**Exercise**
Every record shown here must be duplicated without change.

-------- Task inputs --------

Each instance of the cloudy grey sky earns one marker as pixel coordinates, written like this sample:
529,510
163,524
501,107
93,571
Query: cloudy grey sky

--------

**Task response**
Each instance of the cloudy grey sky earns one marker as pixel coordinates, written like this sample:
529,510
163,524
501,107
93,571
Query: cloudy grey sky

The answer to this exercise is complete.